# YOUR ASSIGNMENT:
Pictures stay out of the copy. Repeat exactly the lines from the first entry below through the line that contains "69L124 25L97 48L1", and nothing beyond.

[Stored items]
· · · · · · ·

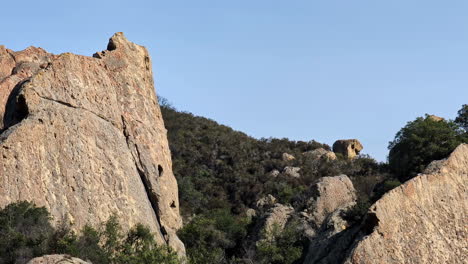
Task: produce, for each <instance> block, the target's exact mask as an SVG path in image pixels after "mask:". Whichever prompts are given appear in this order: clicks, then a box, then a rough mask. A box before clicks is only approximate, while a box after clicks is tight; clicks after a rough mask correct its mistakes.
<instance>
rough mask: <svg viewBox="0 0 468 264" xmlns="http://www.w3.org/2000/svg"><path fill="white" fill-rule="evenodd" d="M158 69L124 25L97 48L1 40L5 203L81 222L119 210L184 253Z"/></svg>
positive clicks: (178, 206) (97, 218)
mask: <svg viewBox="0 0 468 264" xmlns="http://www.w3.org/2000/svg"><path fill="white" fill-rule="evenodd" d="M152 76H153V74H152V70H151V62H150V58H149V55H148V52H147V50H146V49H145V48H144V47H142V46H138V45H136V44H133V43H131V42H129V41H128V40H127V39H126V38H125V37H124V35H123V34H122V33H117V34H115V35H114V36H113V37H112V38H111V39H110V41H109V45H108V49H107V50H105V51H102V52H99V53H96V54H95V55H94V57H85V56H79V55H74V54H71V53H65V54H61V55H52V54H49V53H47V52H45V51H44V50H42V49H40V48H32V47H31V48H28V49H26V50H24V51H21V52H13V51H11V50H8V49H5V48H4V47H3V46H0V118H1V121H2V122H1V124H0V128H1V130H0V131H2V133H1V135H0V206H1V207H3V206H5V205H7V204H9V203H12V202H15V201H19V200H28V201H33V202H35V203H36V204H37V205H40V206H46V207H47V208H48V209H49V210H50V212H51V214H52V217H53V221H54V222H55V223H57V222H62V221H65V222H72V223H73V224H74V227H75V228H77V229H79V228H81V227H82V226H83V225H85V224H87V223H89V224H91V225H96V224H98V223H99V222H102V221H105V220H107V218H108V217H109V216H111V215H112V214H116V215H117V216H118V217H119V218H120V219H122V224H123V226H124V228H129V227H131V226H133V225H135V224H136V223H143V224H145V225H148V226H149V227H150V228H151V230H152V231H153V232H155V233H156V236H157V240H158V242H161V243H168V244H170V245H171V246H173V247H175V248H176V249H177V250H179V252H183V244H182V243H181V242H180V241H179V240H178V238H177V236H176V235H175V230H177V229H178V228H180V227H181V225H182V221H181V218H180V216H179V201H178V190H177V182H176V180H175V177H174V175H173V173H172V163H171V156H170V152H169V148H168V142H167V138H166V129H165V128H164V124H163V120H162V117H161V112H160V109H159V105H158V103H157V98H156V94H155V92H154V86H153V77H152Z"/></svg>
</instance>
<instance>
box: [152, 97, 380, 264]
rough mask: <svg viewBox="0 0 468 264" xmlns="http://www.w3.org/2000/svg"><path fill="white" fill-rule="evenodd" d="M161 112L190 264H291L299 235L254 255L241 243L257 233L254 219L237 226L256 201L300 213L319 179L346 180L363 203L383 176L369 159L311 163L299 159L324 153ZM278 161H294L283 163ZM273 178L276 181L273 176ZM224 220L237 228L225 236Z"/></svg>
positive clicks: (312, 161) (264, 246)
mask: <svg viewBox="0 0 468 264" xmlns="http://www.w3.org/2000/svg"><path fill="white" fill-rule="evenodd" d="M160 104H161V110H162V115H163V118H164V123H165V126H166V128H167V130H168V140H169V147H170V149H171V153H172V161H173V171H174V174H175V176H176V178H177V181H178V184H179V194H180V204H181V206H180V209H181V213H182V215H183V217H184V220H185V221H184V222H185V223H188V224H186V226H184V228H183V229H182V230H181V231H180V232H179V235H180V238H181V239H182V241H183V242H184V243H185V245H186V248H187V253H188V256H189V258H190V260H191V261H192V262H193V263H251V262H249V261H244V260H243V259H244V258H247V259H251V258H250V256H251V257H252V258H254V257H255V258H258V257H259V256H263V258H262V259H263V260H261V262H258V263H268V261H273V262H272V263H291V261H290V260H291V259H290V258H289V257H291V258H292V259H295V257H296V256H297V255H299V256H300V255H301V253H302V252H299V253H298V252H297V248H300V249H301V250H302V249H303V247H297V248H296V246H298V245H299V244H300V241H301V236H300V235H299V234H295V233H294V234H293V235H291V234H289V236H288V237H287V239H286V238H285V237H279V240H278V241H277V242H276V243H273V244H264V245H263V247H260V248H257V249H255V250H254V251H257V252H251V251H252V247H250V246H247V247H246V245H245V242H246V240H248V239H249V237H250V236H252V232H255V230H254V229H252V230H251V229H250V227H251V226H255V225H256V224H257V222H256V221H258V219H256V218H253V220H252V221H253V222H252V223H251V224H246V223H245V221H244V220H241V219H245V218H244V216H245V212H246V210H247V209H248V208H255V203H256V201H258V200H259V199H260V198H262V197H264V196H266V195H268V194H271V195H273V196H274V197H276V198H277V200H278V202H280V203H282V204H291V205H292V206H294V207H295V209H296V210H302V209H304V207H305V206H306V204H307V201H308V199H309V198H310V193H309V192H310V188H309V187H310V185H311V184H313V183H314V182H315V181H316V180H317V179H319V178H320V177H323V176H334V175H340V174H346V175H348V176H350V177H351V179H352V180H353V183H355V184H356V186H357V187H356V188H357V189H358V191H359V192H360V193H361V194H360V196H363V197H366V198H368V196H369V195H371V193H372V189H373V187H374V186H375V185H376V184H377V183H378V182H379V181H382V180H384V179H385V177H387V174H388V173H387V166H386V165H385V164H380V163H378V162H376V161H375V160H374V159H372V158H371V157H369V156H360V157H358V158H357V159H354V160H347V159H344V158H343V157H339V158H338V159H337V160H334V161H326V160H313V159H312V158H311V157H310V156H309V155H304V153H305V152H307V151H312V150H314V149H317V148H324V149H326V150H330V147H329V146H328V145H325V144H320V143H318V142H315V141H309V142H304V141H291V140H288V139H285V138H283V139H276V138H269V139H255V138H252V137H249V136H247V135H246V134H244V133H241V132H238V131H234V130H233V129H231V128H229V127H227V126H223V125H220V124H218V123H216V122H214V121H212V120H209V119H206V118H203V117H197V116H194V115H192V114H190V113H184V112H178V111H177V110H176V109H175V108H174V107H172V106H171V105H170V104H169V103H168V102H167V100H165V99H163V100H162V101H161V100H160ZM283 153H288V154H291V155H293V156H294V157H295V159H293V160H289V161H285V160H283V158H282V155H283ZM338 156H339V155H338ZM286 166H292V167H300V168H301V170H300V171H299V173H300V175H301V177H299V178H294V177H290V176H287V175H286V174H285V173H282V172H283V170H284V168H285V167H286ZM274 170H277V171H278V172H279V174H278V175H276V176H272V174H271V172H272V171H274ZM213 212H215V213H213ZM221 216H222V217H221ZM223 218H224V219H231V221H232V222H231V223H227V224H225V225H227V226H231V227H234V226H236V228H223V227H222V226H223V225H220V224H219V223H220V219H223ZM285 241H289V242H288V243H289V244H288V243H286V242H285ZM283 242H284V243H283ZM287 244H288V245H287ZM293 244H294V246H291V245H293ZM290 249H291V250H292V249H294V250H296V251H294V252H293V251H289V250H290ZM257 253H258V254H257ZM281 254H286V256H283V257H280V255H281ZM268 257H273V259H268ZM243 261H244V262H243ZM257 261H260V259H257ZM254 263H257V262H254Z"/></svg>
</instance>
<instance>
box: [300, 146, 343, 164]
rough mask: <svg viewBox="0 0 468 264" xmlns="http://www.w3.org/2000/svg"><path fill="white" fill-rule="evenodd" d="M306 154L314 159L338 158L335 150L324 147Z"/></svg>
mask: <svg viewBox="0 0 468 264" xmlns="http://www.w3.org/2000/svg"><path fill="white" fill-rule="evenodd" d="M304 155H305V156H306V157H308V158H311V159H312V160H320V159H323V160H326V161H331V160H336V154H335V152H333V151H329V150H326V149H324V148H318V149H314V150H311V151H307V152H304Z"/></svg>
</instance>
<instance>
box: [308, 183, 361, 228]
mask: <svg viewBox="0 0 468 264" xmlns="http://www.w3.org/2000/svg"><path fill="white" fill-rule="evenodd" d="M355 202H356V190H355V189H354V186H353V183H352V182H351V180H350V179H349V178H348V176H346V175H340V176H335V177H322V178H320V179H319V180H318V181H317V183H315V184H314V185H313V186H312V196H311V198H310V202H309V207H310V208H311V211H312V212H313V213H312V221H313V223H314V224H315V226H317V227H320V226H321V225H322V223H323V221H324V220H325V219H326V218H327V217H328V216H329V215H331V214H332V213H333V212H335V211H336V210H338V209H342V208H347V207H350V206H352V205H354V204H355Z"/></svg>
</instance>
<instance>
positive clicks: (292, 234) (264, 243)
mask: <svg viewBox="0 0 468 264" xmlns="http://www.w3.org/2000/svg"><path fill="white" fill-rule="evenodd" d="M298 226H299V223H298V222H295V221H292V222H290V223H288V224H287V225H286V227H285V228H284V229H281V228H279V226H277V225H274V226H273V228H272V230H271V231H270V234H268V235H267V236H265V237H269V238H271V239H264V240H261V241H259V242H258V244H257V254H256V257H255V259H256V260H255V263H259V264H292V263H298V260H300V259H301V256H302V253H303V250H304V247H305V245H306V244H305V238H304V236H303V235H302V234H301V231H300V229H299V228H298Z"/></svg>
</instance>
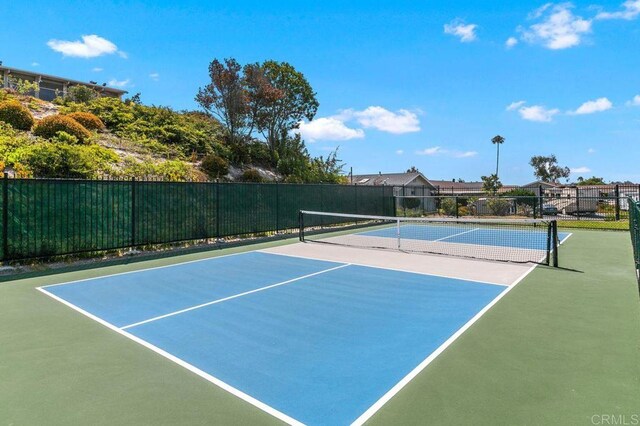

· · · · · · ·

# ANSWER BOX:
Task: produce, for each <instance> block, the target's exact mask as an SVG path in image pixels after "mask:". Whichever prompts are given appear in this order: clicks, then a box, then a rough mask. A box before clicks is only approximate, while a box after clicks is tight; clicks after a rough mask correct its mistakes.
<instance>
rough mask: <svg viewBox="0 0 468 264" xmlns="http://www.w3.org/2000/svg"><path fill="white" fill-rule="evenodd" d="M158 69L124 25L97 48L1 40L5 203L81 222L119 210L184 253Z"/></svg>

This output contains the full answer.